### PAGE EXCERPT
When your skin is cut, pierced or scraped, blood vessels in the area are damaged or opened. This causes you to bleed. Bleeding is the body’s response to damage to skin, bone or internal organs. Sometimes if the skin damage is only minimal there will not be any bleeding, but these injuries are often very painful.
For the skin damage, bleeding helps to clean out a wound and blood starts to clot which closes the skin again. However, sometimes the damage to the blood vessels in the skin, or other body part, is so large, there may be excessive bleeding. This can cause the body to go into shock or to lose so much blood the person dies.
If a person is bleeding profusely, be on the lookout for symptoms of shock. Cold, clammy skin, a weakened pulse, and loss of consciousness can all indicate that a person is about to go into shock from blood loss. Even in cases of moderate blood loss, the bleeding person may feel lightheaded or nauseous.
What’s the Danger?
You can’t always see how serious a cut or wound is just by the amount it bleeds. Serious injuries can bleed very little, but cuts on the head, face, and mouth often bleed a lot. This is because those areas contain a lot of blood vessels.
Abdominal and chest wounds can be quite serious. This is because internal organs may be damaged. This can cause internal bleeding as well as shock.
Before you begin to treat an injury, you should identify its severity as best you can. There are some situations in which you shouldn’t try to administer any kind of first aid at all. If you suspect that there’s internal bleeding or if there’s an embedded object surrounding the site of the injury, immediately call 911 or your local emergency services.

### DATA LISTING
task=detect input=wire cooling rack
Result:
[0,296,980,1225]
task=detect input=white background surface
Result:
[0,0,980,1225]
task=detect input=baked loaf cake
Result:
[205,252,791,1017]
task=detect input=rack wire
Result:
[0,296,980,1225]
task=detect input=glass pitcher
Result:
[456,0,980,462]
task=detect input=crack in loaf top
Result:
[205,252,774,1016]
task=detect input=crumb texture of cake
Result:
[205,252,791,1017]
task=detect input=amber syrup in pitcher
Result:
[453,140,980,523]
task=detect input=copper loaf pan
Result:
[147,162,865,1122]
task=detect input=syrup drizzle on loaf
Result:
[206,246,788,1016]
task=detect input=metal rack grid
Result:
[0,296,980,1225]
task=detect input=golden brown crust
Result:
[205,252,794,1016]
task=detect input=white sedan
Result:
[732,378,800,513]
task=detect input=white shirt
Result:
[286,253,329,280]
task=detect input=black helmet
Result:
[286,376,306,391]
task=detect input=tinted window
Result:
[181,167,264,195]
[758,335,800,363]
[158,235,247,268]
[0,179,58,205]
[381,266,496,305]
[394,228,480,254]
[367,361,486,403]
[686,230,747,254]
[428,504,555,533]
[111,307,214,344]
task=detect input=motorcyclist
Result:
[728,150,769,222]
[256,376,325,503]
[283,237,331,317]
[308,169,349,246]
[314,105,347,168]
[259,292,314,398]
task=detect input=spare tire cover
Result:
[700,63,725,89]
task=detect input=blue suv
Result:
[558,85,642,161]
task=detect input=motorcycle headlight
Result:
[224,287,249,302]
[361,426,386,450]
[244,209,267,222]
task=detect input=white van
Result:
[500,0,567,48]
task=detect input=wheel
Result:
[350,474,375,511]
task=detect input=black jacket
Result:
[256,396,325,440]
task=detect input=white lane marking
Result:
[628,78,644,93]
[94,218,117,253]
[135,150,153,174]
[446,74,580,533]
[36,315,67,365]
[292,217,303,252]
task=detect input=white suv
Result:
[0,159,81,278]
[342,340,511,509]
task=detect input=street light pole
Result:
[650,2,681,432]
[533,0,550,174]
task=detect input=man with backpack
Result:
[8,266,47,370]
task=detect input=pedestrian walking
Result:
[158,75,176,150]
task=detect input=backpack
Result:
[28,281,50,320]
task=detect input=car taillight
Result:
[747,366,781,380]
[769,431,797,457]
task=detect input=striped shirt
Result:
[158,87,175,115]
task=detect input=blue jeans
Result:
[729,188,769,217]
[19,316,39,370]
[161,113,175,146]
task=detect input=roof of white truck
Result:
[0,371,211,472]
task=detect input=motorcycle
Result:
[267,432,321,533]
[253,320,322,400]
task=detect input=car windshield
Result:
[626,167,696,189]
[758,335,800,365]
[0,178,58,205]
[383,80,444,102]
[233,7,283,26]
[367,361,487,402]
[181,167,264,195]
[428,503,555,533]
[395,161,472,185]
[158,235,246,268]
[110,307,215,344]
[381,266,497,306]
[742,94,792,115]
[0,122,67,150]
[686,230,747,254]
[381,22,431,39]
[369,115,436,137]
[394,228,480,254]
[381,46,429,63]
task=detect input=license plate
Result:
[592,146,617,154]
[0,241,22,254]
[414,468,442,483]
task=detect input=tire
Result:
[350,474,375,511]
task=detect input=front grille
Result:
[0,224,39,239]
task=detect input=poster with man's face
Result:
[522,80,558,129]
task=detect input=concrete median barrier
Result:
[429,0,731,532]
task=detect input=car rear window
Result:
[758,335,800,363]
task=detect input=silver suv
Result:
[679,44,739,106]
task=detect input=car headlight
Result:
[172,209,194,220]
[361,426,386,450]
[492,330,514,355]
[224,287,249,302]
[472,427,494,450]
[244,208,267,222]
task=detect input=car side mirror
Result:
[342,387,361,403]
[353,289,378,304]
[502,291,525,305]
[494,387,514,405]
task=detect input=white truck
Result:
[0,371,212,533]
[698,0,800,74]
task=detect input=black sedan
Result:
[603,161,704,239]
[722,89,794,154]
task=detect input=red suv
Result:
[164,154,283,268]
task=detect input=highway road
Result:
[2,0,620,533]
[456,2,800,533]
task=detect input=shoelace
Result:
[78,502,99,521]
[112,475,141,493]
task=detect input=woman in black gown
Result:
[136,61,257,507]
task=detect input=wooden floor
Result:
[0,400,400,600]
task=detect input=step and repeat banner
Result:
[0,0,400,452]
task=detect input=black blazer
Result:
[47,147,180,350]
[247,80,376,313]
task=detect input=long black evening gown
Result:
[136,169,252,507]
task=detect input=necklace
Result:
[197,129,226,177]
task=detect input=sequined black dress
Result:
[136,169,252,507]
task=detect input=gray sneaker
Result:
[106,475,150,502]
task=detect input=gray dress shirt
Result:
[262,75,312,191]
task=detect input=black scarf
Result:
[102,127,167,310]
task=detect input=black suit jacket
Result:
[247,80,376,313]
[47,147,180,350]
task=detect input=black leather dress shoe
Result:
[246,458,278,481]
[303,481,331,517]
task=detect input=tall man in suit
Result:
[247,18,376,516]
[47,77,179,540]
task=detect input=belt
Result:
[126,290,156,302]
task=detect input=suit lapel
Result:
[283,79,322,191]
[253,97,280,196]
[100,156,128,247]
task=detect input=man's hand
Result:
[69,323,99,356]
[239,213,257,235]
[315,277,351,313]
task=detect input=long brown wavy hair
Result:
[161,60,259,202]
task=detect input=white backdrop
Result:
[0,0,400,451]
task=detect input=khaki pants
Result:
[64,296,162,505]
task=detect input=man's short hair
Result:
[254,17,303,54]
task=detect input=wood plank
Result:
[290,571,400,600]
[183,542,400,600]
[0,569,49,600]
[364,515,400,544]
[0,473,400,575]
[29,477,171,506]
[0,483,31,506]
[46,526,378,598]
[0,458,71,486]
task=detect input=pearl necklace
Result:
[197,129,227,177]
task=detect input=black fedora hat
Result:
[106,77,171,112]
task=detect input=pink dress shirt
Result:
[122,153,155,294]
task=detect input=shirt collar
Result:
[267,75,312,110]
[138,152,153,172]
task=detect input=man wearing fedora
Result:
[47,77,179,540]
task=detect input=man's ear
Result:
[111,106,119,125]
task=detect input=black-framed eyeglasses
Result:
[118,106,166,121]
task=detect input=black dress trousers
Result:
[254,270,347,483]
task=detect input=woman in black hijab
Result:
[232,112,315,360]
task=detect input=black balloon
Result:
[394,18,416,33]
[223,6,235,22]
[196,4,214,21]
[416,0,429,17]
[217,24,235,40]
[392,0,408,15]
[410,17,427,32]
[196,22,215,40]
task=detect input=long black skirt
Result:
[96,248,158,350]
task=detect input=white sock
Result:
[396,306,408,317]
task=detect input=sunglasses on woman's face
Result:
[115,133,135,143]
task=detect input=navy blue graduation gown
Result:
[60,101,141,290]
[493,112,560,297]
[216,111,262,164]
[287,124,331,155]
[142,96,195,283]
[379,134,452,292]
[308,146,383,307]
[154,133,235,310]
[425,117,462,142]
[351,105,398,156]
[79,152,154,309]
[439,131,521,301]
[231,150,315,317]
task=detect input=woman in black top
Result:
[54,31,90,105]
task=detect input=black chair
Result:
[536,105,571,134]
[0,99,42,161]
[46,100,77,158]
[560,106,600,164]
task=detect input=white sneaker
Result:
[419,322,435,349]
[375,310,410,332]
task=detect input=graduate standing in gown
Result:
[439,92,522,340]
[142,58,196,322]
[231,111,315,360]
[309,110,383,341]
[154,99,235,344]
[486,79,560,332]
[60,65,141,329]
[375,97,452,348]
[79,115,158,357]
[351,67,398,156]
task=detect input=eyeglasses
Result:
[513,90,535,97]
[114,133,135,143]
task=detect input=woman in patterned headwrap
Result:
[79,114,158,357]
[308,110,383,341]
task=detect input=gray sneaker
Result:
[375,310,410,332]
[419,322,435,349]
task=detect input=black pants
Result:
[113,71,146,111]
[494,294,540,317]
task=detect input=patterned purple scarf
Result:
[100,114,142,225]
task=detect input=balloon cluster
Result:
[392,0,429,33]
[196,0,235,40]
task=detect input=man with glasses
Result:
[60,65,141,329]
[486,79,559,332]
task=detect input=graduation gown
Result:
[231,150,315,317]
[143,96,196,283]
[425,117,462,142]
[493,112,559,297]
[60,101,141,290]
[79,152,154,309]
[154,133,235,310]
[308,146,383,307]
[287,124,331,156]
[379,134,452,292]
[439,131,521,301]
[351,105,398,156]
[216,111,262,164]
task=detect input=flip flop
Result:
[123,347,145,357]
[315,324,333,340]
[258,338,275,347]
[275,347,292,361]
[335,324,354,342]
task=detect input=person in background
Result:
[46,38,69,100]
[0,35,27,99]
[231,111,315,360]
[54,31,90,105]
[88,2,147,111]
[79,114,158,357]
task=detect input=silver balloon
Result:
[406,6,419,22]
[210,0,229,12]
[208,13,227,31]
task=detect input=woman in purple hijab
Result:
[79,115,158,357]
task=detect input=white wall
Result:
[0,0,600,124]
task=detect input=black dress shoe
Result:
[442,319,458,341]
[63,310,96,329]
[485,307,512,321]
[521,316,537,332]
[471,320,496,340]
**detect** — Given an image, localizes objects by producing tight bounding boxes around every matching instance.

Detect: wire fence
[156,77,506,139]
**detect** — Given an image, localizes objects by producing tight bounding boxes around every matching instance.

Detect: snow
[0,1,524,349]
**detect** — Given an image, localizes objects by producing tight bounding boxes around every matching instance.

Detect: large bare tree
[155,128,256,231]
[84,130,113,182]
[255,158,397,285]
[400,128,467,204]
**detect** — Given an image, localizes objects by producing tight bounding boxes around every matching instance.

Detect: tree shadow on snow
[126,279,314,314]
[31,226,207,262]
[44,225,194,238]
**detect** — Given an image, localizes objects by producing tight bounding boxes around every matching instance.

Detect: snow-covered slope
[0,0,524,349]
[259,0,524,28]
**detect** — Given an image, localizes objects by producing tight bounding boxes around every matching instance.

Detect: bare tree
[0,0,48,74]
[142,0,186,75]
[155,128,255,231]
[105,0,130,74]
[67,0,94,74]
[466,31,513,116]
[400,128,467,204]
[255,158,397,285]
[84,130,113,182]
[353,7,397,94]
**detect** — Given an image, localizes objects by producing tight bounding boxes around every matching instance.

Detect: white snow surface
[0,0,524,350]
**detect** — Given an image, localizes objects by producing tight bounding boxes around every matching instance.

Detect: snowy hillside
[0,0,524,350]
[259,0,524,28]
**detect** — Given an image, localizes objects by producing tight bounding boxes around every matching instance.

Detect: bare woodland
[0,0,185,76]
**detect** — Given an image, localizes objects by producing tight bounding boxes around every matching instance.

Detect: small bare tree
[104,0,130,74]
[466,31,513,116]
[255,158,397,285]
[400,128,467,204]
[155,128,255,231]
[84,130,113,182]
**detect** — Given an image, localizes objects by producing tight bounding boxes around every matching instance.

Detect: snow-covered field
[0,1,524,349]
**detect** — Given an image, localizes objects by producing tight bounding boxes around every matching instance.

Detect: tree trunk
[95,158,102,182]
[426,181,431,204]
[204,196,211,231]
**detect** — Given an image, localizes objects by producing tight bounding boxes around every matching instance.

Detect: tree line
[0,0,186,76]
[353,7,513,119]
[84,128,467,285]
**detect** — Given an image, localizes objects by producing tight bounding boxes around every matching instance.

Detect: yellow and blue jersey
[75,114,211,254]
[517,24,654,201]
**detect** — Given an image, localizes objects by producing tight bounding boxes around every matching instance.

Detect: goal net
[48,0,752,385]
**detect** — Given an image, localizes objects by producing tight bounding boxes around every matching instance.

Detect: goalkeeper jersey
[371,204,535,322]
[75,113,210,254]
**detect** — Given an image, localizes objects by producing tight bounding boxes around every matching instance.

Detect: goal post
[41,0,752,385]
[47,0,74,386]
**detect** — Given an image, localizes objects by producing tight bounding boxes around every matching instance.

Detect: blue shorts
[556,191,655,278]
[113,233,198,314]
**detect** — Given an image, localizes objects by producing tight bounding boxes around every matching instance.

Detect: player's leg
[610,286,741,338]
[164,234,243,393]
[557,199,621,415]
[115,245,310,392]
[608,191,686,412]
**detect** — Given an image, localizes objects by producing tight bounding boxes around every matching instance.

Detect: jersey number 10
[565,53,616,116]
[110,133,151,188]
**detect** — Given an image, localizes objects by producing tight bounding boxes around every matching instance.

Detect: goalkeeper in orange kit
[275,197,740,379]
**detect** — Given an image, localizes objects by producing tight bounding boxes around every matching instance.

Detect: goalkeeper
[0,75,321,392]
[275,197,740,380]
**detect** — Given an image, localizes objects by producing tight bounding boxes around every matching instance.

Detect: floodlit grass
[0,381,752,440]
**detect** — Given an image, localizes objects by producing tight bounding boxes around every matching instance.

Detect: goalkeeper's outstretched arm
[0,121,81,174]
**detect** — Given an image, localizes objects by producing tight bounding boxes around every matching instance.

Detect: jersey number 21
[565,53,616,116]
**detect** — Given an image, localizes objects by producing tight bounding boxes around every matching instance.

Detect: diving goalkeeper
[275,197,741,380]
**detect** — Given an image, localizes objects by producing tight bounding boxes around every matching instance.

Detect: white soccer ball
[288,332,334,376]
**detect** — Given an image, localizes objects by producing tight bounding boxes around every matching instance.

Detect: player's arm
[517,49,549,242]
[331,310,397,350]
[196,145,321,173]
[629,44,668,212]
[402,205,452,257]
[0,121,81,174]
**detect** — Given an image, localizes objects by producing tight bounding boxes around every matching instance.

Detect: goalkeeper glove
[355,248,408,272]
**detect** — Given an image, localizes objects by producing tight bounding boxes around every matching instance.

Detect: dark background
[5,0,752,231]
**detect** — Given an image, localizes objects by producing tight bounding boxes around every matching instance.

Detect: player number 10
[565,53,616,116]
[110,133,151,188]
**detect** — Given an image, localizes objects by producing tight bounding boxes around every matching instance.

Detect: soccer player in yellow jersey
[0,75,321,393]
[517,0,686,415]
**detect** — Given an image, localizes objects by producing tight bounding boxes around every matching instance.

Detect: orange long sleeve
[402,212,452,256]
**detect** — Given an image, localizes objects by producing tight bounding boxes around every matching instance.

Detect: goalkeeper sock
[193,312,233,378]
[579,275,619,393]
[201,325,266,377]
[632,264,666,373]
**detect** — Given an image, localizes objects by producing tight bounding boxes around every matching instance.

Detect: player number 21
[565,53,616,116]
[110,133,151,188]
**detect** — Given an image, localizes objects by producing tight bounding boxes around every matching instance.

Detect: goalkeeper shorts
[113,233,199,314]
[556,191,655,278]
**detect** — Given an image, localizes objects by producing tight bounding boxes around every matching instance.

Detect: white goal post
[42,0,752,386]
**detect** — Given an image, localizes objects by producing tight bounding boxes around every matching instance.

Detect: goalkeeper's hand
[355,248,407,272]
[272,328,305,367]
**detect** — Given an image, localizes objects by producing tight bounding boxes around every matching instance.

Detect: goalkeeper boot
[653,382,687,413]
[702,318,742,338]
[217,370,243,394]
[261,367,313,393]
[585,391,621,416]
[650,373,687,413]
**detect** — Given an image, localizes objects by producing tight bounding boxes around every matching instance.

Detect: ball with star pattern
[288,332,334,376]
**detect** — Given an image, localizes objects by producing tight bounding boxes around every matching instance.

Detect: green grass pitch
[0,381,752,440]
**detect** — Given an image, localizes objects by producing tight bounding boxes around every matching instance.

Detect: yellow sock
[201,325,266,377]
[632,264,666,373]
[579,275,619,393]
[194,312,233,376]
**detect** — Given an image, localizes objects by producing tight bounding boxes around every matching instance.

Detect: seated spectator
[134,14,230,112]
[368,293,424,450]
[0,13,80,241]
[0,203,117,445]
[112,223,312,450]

### EXERCISES
1. Reproduce the passage on bleeding from "What’s the Danger?" through "well as shock.".
2. According to the passage on bleeding, why do cuts on the head, face, and mouth often bleed a lot?

### TASK-BY-TASK ANSWERS
1.
What’s the Danger?
You can’t always see how serious a cut or wound is just by the amount it bleeds. Serious injuries can bleed very little, but cuts on the head, face, and mouth often bleed a lot. This is because those areas contain a lot of blood vessels.
Abdominal and chest wounds can be quite serious. This is because internal organs may be damaged. This can cause internal bleeding as well as shock.

2. Those areas contain a lot of blood vessels.